WHAT YOU HAVE TO DO — For this exercise, retype all the data exactly and exclude every image.

Stored items from a collection:
====================
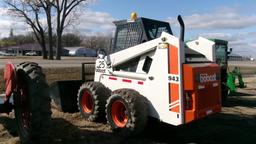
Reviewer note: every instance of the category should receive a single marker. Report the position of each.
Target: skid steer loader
(215, 50)
(147, 75)
(26, 91)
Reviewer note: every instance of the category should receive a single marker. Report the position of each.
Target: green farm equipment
(231, 80)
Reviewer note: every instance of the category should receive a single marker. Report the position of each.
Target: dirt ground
(236, 123)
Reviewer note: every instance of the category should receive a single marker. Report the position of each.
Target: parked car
(31, 54)
(6, 54)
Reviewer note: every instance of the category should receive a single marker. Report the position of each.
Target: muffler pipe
(182, 28)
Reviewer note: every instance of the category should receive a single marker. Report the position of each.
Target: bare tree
(63, 10)
(29, 10)
(47, 6)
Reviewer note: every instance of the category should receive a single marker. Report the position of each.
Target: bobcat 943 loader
(147, 76)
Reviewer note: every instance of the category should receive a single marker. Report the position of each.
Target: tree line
(57, 11)
(68, 40)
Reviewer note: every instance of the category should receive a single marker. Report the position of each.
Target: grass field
(235, 124)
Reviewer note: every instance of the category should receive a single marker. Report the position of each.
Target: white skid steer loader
(149, 79)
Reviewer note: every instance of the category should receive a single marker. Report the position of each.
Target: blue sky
(231, 20)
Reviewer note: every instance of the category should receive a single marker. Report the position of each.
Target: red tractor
(26, 91)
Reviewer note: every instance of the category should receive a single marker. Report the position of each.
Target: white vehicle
(146, 76)
(149, 79)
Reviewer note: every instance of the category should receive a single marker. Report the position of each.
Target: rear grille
(207, 98)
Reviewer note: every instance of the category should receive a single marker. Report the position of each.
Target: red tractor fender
(10, 79)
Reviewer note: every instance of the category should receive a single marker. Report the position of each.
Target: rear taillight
(188, 101)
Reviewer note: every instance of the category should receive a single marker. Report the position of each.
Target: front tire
(32, 104)
(127, 112)
(92, 97)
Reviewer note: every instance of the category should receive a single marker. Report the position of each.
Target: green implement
(231, 80)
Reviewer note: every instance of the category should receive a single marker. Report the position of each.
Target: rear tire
(127, 112)
(92, 97)
(32, 104)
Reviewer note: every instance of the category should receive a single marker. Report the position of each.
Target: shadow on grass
(9, 124)
(241, 99)
(215, 129)
(63, 132)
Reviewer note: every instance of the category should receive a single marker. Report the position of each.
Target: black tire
(92, 97)
(32, 104)
(135, 110)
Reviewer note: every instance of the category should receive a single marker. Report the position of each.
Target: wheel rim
(87, 102)
(119, 113)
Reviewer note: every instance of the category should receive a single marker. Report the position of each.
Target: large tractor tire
(32, 104)
(127, 112)
(92, 97)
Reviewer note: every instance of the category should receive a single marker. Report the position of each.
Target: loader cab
(221, 47)
(133, 32)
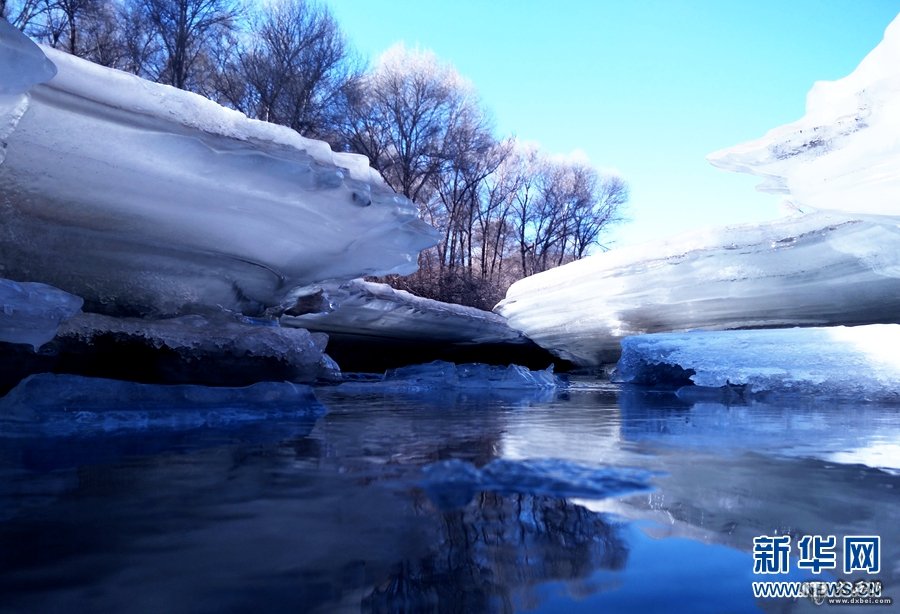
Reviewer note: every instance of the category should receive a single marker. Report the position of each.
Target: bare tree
(294, 71)
(404, 116)
(186, 34)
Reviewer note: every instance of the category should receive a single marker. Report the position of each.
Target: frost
(30, 313)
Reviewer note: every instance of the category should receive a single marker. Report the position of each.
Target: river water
(596, 498)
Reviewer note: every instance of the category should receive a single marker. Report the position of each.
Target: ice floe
(860, 362)
(147, 200)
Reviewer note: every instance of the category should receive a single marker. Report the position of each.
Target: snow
(30, 313)
(147, 200)
(364, 308)
(67, 405)
(808, 270)
(844, 154)
(860, 362)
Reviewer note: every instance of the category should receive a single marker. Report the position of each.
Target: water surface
(593, 499)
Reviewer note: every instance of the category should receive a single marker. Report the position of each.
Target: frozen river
(596, 498)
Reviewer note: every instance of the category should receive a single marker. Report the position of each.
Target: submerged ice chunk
(859, 362)
(817, 269)
(30, 313)
(844, 154)
(147, 200)
(453, 483)
(71, 405)
(844, 431)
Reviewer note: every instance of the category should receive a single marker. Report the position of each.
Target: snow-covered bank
(147, 200)
(372, 327)
(71, 405)
(860, 362)
(811, 270)
(844, 154)
(839, 265)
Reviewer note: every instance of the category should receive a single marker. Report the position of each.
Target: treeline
(505, 210)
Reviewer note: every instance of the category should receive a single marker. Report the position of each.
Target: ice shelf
(838, 264)
(30, 313)
(359, 307)
(71, 405)
(810, 270)
(148, 200)
(859, 362)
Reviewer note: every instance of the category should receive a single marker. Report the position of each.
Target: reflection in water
(336, 513)
(489, 554)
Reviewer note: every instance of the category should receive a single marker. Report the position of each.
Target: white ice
(144, 199)
(839, 264)
(376, 310)
(812, 270)
(30, 313)
(844, 154)
(859, 362)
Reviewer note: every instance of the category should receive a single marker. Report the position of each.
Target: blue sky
(647, 87)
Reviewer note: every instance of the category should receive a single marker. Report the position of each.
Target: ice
(373, 327)
(359, 307)
(860, 362)
(844, 154)
(191, 349)
(810, 270)
(69, 405)
(22, 64)
(147, 200)
(846, 432)
(30, 313)
(442, 375)
(452, 483)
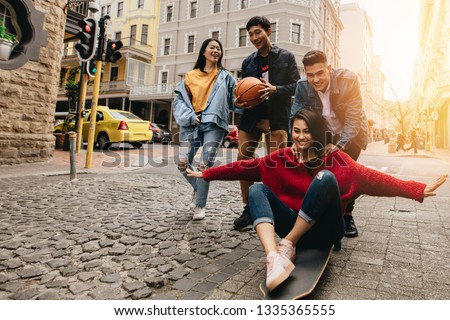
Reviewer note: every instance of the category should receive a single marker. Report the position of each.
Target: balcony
(444, 79)
(106, 88)
(151, 92)
(443, 86)
(75, 12)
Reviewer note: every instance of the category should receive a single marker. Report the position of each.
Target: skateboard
(310, 264)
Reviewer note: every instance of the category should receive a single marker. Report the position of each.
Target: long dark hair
(201, 60)
(316, 126)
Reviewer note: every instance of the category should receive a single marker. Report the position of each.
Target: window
(6, 19)
(242, 37)
(166, 47)
(119, 9)
(296, 35)
(191, 41)
(273, 35)
(164, 77)
(144, 34)
(193, 9)
(114, 74)
(169, 15)
(133, 35)
(217, 5)
(141, 76)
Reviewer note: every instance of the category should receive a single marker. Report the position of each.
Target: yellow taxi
(111, 126)
(117, 126)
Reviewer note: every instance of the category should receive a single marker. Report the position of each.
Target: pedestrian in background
(413, 140)
(401, 140)
(335, 95)
(304, 193)
(201, 109)
(277, 69)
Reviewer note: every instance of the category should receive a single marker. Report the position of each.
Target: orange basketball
(247, 89)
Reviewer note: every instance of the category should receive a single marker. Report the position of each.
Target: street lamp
(431, 113)
(94, 7)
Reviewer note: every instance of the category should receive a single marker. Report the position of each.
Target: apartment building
(135, 23)
(298, 26)
(431, 87)
(357, 55)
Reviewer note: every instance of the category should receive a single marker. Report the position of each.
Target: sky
(395, 26)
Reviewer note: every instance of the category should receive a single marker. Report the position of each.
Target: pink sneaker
(286, 249)
(278, 269)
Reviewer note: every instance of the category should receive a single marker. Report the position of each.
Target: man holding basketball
(277, 69)
(335, 95)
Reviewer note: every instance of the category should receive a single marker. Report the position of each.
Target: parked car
(67, 125)
(231, 140)
(111, 126)
(161, 133)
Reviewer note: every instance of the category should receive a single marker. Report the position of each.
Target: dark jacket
(345, 101)
(283, 73)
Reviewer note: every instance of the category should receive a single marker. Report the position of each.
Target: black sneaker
(244, 220)
(350, 228)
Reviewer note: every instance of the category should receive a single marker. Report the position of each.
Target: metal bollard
(73, 159)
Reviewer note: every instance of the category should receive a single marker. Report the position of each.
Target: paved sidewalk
(126, 233)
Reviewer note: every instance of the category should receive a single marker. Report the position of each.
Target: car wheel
(103, 141)
(227, 143)
(137, 145)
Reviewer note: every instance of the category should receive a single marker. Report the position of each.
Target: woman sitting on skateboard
(303, 192)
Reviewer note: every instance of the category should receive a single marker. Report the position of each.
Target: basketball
(247, 89)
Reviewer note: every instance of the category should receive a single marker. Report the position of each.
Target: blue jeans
(209, 137)
(321, 208)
====================
EXERCISE SOLUTION —
Reviewer note: every instance of the category should receive a single marker. Report the position of each.
Target: skid steer loader
(215, 50)
(147, 75)
(26, 91)
Reviewer note: every instance of the category should receive a single marker. Report the position of each.
Target: green farm equipment
(231, 80)
Reviewer note: every instance of the category should receive a single marker. Report the position of each.
Target: dirt ground
(236, 123)
Reviewer note: every instance of the category should receive a single marker. Report the position of each.
Target: parked car
(31, 54)
(6, 54)
Reviewer note: every instance of the category should receive a single marker. Report the position of each.
Target: muffler pipe
(182, 28)
Reviewer note: every instance of the category should receive a single marker. Report the position of each.
Target: bare tree
(63, 10)
(29, 10)
(47, 6)
Reviewer note: every instance of the category should receive a single marker. Report the position of each.
Target: bobcat 943 loader
(147, 76)
Reviewer note: every instance of the category should receive a single marker. Report the position of each.
Target: tree line
(57, 11)
(68, 40)
Reviewer note: every instance of the category should receive a single marker. Report the position of each.
Target: grass field
(235, 124)
Reviewer note: every instance of the category should receive a single marker. Report the position of each.
Target: white skid steer loader
(149, 79)
Reviewer note: every instance of the category should receive a single marker. Report the position of each.
Target: blue sky
(231, 20)
Reviewer note: every instance of the category should receive a single marker. Report the position of each.
Target: red tractor
(26, 91)
Reviewer note: every instance of the category should receive a single marker. Report the position of each.
Target: white vehicle
(146, 76)
(149, 79)
Reviewer note: every instance of the category should receive a single marker. Report the position of each.
Target: rear grille
(207, 98)
Reviewer note: every instance of the category should receive a single marker. Report the position of each.
Target: red tractor fender
(10, 79)
Reviewer note: every instance of the category should receive a single marker. Report the position of each.
Target: rear taillight
(188, 101)
Reviewer note: every instance of the category should receive a single marker. Report the position of each.
Target: front tire
(32, 104)
(127, 112)
(92, 97)
Reviewer note: every instance of the category should receive a single marker. Report the position of each.
Target: green implement
(231, 80)
Reviewer note: every instance of the category should receive a single marker. Report the position of each.
Target: rear tire
(127, 112)
(92, 97)
(32, 104)
Reviewer note: every instance of the category should receive a single marker. Report the position of each.
Target: shadow on grass
(9, 124)
(241, 99)
(215, 129)
(63, 132)
Reviewer note: every instance of the category should receive a single marker. Report the position of each.
Target: black tire
(92, 97)
(32, 104)
(135, 110)
Reviewer note: every instance of the category should receive a single marker. Report the position of each.
Target: wheel rim
(87, 102)
(119, 113)
Reviewer note: every instance of the category should receive a single marker. Report the position of each.
Target: large tractor tire
(32, 104)
(127, 112)
(92, 97)
Reviewer note: every instance of the category should receive a single marker. Report the position of each.
Target: loader cab
(221, 47)
(133, 32)
Reviewer note: every instance of the category should receive a single marker. Report the position of each.
Target: bare tree
(294, 71)
(404, 116)
(186, 34)
Reviewer note: every instance of the category should receive a single marker. Report the position of each.
Target: frost
(30, 313)
Reviewer note: every instance of the category should receive a single marker. Report the position of each.
Target: river water
(596, 498)
Reviewer note: every instance of the category should receive a single marker. Report the position of each.
Target: ice floe
(860, 362)
(147, 200)
Reviewer note: every instance of the category should receive a single marker. Report the position of each.
Target: snow
(30, 313)
(147, 200)
(364, 308)
(67, 405)
(808, 270)
(844, 154)
(860, 362)
Reviewer note: every instance of the category should receive a single marker. Report the position of each.
Target: water surface
(593, 499)
Reviewer note: every instance of the category should receive a single marker. Report the position of each.
Target: frozen river
(596, 498)
Reviewer note: every instance of the category should receive a single marker. Report the position of each.
Target: submerged ice chunk
(859, 362)
(817, 269)
(30, 313)
(844, 154)
(147, 200)
(453, 483)
(71, 405)
(844, 431)
Reviewer note: every instance of the category should receive a single marker. Report the position of each.
Target: snow-covered bank
(147, 200)
(372, 327)
(71, 405)
(860, 362)
(811, 270)
(844, 154)
(839, 265)
Reviewer note: every instance of the category should receive a single marker. Report the position of each.
Target: treeline
(505, 210)
Reviewer note: every instance of the category should receive a single marker. Report the position of each.
Target: ice shelf
(838, 264)
(30, 313)
(359, 307)
(71, 405)
(810, 270)
(148, 200)
(859, 362)
Reviewer note: every instance of the category should receive a single marker. Report the position of each.
Target: reflection in water
(336, 513)
(489, 554)
Reviewer note: every instance of the category should receive a single marker. Report the position of each.
Target: white ice
(144, 199)
(839, 264)
(376, 310)
(812, 270)
(30, 313)
(844, 154)
(859, 362)
Reviewer note: every instance of the category should receive a single marker. Report the position of each.
Target: blue sky
(647, 87)
Reviewer note: every instance of the category should receive a single marker. Report the position of each.
Target: ice
(373, 327)
(359, 307)
(860, 362)
(844, 154)
(191, 349)
(810, 270)
(69, 405)
(22, 64)
(147, 200)
(846, 432)
(30, 313)
(442, 375)
(452, 483)
Reviewer note: every instance of the category should receive a single marker. Report the position of each.
Target: balcony
(444, 79)
(106, 88)
(151, 92)
(443, 86)
(75, 12)
Reviewer note: every instance of the category should receive a single marker. Report the position of each.
Target: skateboard
(310, 264)
Reviewer note: every instance of the category should receive a single marker. Report the position of each.
Target: long dark hair
(201, 60)
(316, 126)
Reviewer note: every instance of the category should receive a single marker. Report the position of each.
Target: window
(6, 19)
(242, 37)
(166, 47)
(119, 9)
(296, 35)
(191, 41)
(273, 35)
(164, 77)
(144, 34)
(193, 9)
(114, 74)
(169, 15)
(133, 35)
(217, 5)
(141, 76)
Reviewer note: every instance of the category should receive a single marker. Report the position of each.
Target: yellow taxi
(111, 126)
(117, 126)
Reviewer note: every instance of the category should receive a single marker. Report the position of each.
Target: pedestrian in background
(413, 140)
(401, 140)
(335, 95)
(304, 193)
(201, 109)
(277, 69)
Reviewer note: every instance of the category should receive a single marker. Report the position of each.
Target: orange basketball
(247, 89)
Reviewer note: every instance of the category should receive a single marker. Report the position of each.
Target: street lamp
(431, 113)
(94, 7)
Reviewer note: every instance of the category should receive a single marker. Report the position of each.
Target: apartment building
(135, 23)
(298, 26)
(431, 87)
(357, 55)
Reviewer note: every instance of the category should receive a single marker. Report the position of each.
Target: sky
(395, 26)
Reviewer note: every instance of the category should receive a single marker. Report the position of each.
Target: pink sneaker
(286, 249)
(278, 269)
Reviewer note: every instance of the category should receive a single marker. Report the position of each.
Target: man holding basketball
(277, 69)
(335, 95)
Reviewer note: every instance of the category should receive a single marker. Report the position of each.
Target: parked car
(67, 125)
(231, 140)
(111, 126)
(161, 133)
Reviewer note: every instance of the category should receive a single marker. Report the position of each.
Target: dark jacket
(345, 101)
(283, 73)
Reviewer note: every instance of the category should receive a single marker. Report the position of each.
Target: black sneaker
(244, 220)
(350, 228)
Reviewer note: every instance of the category should receive a single marker. Report the position of each.
Target: metal bollard
(73, 159)
Reviewer note: every instance of the category should receive a single marker. Report the position of each.
Target: paved sidewalk
(126, 233)
Reviewer note: every instance of the category should receive a single marker. Report the position of each.
Target: car wheel
(103, 141)
(227, 143)
(137, 145)
Reviewer note: every instance of the category should receive a single marker. Report the position of each.
Target: woman sitting on skateboard
(303, 192)
Reviewer note: every instance of the category should receive a single marker. Report the position of each.
Target: basketball
(247, 89)
Reviewer note: every instance of the category should receive a single marker. Report the position of each.
Target: blue jeans
(209, 137)
(321, 208)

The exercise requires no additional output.